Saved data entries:
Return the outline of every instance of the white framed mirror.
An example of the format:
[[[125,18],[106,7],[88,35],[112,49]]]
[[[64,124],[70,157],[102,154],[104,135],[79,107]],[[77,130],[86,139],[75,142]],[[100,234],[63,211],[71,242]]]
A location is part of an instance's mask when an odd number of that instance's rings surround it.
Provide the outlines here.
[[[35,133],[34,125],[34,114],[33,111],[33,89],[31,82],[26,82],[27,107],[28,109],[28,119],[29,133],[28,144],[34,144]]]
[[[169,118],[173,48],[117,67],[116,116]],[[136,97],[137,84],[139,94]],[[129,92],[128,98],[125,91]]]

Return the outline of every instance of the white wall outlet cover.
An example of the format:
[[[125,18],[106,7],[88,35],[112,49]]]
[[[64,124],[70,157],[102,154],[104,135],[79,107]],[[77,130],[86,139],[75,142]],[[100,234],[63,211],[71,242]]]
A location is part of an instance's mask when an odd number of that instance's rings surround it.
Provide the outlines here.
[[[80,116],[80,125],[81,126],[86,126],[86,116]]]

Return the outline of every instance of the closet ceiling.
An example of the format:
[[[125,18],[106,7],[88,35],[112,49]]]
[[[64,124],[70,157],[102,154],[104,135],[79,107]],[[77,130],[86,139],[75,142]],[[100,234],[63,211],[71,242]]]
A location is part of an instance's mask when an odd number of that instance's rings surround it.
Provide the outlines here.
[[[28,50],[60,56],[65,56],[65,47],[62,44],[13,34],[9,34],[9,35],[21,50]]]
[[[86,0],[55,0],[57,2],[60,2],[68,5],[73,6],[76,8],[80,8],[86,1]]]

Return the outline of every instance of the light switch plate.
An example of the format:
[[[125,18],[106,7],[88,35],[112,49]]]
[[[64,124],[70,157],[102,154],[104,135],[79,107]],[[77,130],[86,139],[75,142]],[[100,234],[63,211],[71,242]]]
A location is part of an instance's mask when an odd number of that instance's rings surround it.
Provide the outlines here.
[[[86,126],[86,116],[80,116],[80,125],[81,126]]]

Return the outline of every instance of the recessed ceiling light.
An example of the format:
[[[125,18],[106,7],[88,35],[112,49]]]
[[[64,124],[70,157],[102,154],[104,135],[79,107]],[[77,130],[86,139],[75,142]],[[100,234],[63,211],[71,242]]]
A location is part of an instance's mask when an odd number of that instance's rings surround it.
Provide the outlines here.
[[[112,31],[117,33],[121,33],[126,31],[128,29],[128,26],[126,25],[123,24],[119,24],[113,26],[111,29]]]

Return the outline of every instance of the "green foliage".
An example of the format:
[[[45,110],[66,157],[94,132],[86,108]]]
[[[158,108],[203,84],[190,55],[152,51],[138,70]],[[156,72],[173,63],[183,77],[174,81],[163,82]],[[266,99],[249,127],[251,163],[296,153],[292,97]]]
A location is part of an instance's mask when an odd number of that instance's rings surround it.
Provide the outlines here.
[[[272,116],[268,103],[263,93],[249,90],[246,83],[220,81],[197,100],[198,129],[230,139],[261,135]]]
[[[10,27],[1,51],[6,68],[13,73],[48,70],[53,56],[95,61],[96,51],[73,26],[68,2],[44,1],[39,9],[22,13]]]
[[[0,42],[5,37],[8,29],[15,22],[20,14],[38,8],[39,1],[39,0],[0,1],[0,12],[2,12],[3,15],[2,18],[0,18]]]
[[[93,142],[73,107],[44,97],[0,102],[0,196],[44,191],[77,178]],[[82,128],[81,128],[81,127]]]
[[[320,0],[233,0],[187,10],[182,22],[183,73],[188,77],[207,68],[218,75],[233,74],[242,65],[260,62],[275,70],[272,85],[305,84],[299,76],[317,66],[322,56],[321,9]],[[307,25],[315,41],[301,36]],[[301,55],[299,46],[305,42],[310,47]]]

> [Your instructions]:
Pick out every line from the entries above that contains the word "Return".

> [The result]:
Return the outline of every instance of the white framed mirror.
Return the outline of every instance of the white wall outlet cover.
Return the outline of every instance of the closet ceiling.
Return the outline of every instance of the light switch plate.
Return the outline of every instance of the recessed ceiling light.
Return the outline of every instance of the "green foliage".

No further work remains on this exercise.